**Requests**.
a – In the article below about the Peter Cook chat show Where Do I Sit?, who commissioned the show?
b – Continue the article below about the Peter Cook chat show Where Do I Sit?, picking up right after its final sentence.

**Passage to read**.
- Starring: Peter Cook
- Country of origin: United Kingdom
- No. of series: 1
- No. of episodes: 3

Production
- Producer: Ian MacNaughton

Original release
- Network: BBC2 (1971)

= Where Do I Sit? =

Where Do I Sit? was a chat show hosted by the English comedian Peter Cook. It was broadcast on BBC 2 in February 1971. It was cancelled after 3 episodes. The series was produced by the comedy producer Ian MacNaughton.

==Production and cancellation==
The show was commissioned by the BBC's Head of Comedy, Michael Mills. Cook was given carte blanche to develop any format for the programme that he wanted, and settled on a combination of celebrity interviews, comedy sketches and performing a pop song on each episode, despite being a poor singer. The show was broadcast live. In a later interview with Russell Harty, Cook told Harty that he had wanted to restore the "embarrassing element that there used to be on television, when sets fell over and people forgot their lines and things went wrong". Cook's biographer, William Cook, felt that Mills was intimidated by Peter Cook's celebrity and so acquiesced to his demands for the show. Mills did not insist on commissioning a pilot episode.

Extracted records:

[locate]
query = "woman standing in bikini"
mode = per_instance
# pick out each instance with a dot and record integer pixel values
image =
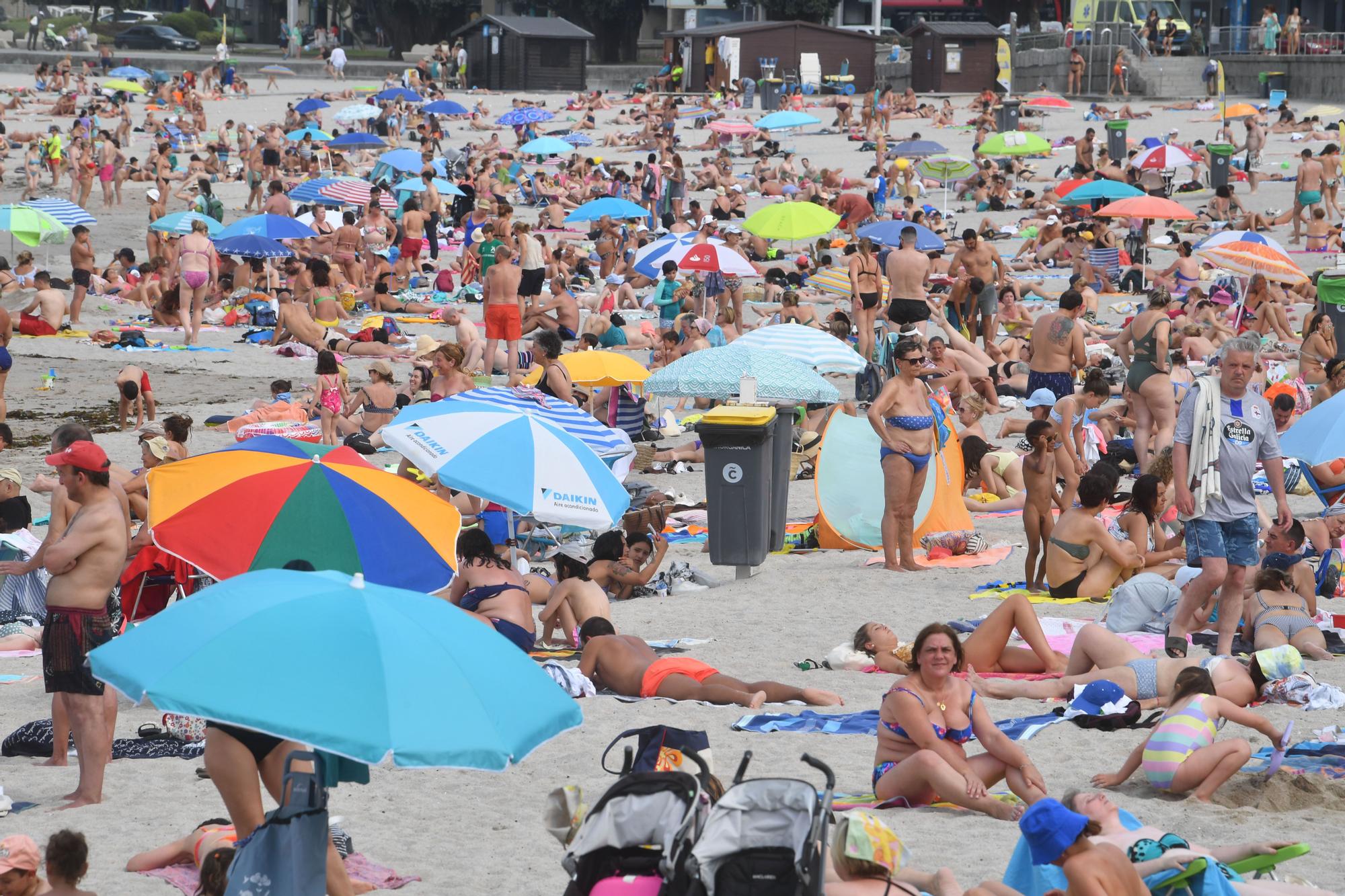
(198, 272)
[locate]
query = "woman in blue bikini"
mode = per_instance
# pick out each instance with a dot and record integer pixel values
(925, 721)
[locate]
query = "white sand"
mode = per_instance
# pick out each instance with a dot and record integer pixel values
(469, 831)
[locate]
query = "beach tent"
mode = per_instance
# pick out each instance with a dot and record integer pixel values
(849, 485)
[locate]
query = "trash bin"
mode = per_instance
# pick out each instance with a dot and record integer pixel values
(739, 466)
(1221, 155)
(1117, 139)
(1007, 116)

**Results in order**.
a – Michael Mills, the BBC's Head of Comedy, commissioned it.

b –
Cook did not prepare for any of the interviews on the show. Louis Barfe wrote that the show "proved that the perfect chat show guest...could be the world's worst chat-show host". The Head of Light Entertainment Bill Cotton had wanted to cancel the programme after the initial episode, but was faced with legal action from Cook. It transpired in a subsequent meeting that the budget for the series had already been spent by Cook. Cotton told Cook that "Money I can deal with. Bad shows are far more difficult". The viewership rose across the three episodes; Cook's biographer, Harry Thompson felt that the rising audience was indicative of the public "enjoy[ing] watching disaster unfold...or at least being appalled by it".

Cook later spoke of the stress of making the show and how he experienced "gathering sense of panic, and futility and the knowledge that I couldn't do it". Cook's wife, Judy Huxtable, said that he was abusing prescription drugs and excessively drinking alcohol during the production of the show which exacerbated his problems.

The BBC's subsequent effort at a late night chat show, Parkinson, was hosted by Michael Parkinson and marked the start of Parkinson's long career as a chat show host.

Recordings of the show were subsequently wiped by the BBC. Audio recordings exist of two of the episodes; no visual recordings have survived.

Guests included the actor Kirk Douglas, the comedian Spike Milligan, and comedy writer Johnny Speight, and on the third show, performer Ned Sherrin and actress Julie Ege. In his interview with Douglas, instead of asking him "How are you?", Cook asked him "Who are you?" by accident.

The first episode featured the humorist S. J. Perelman as a guest; Perelman's responses to Cook's questions were recalled by Cook's wife to be "almost monosyllabic". Cook's other guest on the initial episode, the writer Auberon Waugh, regarded the show as an "unmitigated catastrophe". Cook performed an impression of the American singer Johnny Cash on the first episode which was regarded by comedian (and viewer) Willie Rushton as "the worst thing he ever did...no one knew if he was joking or not".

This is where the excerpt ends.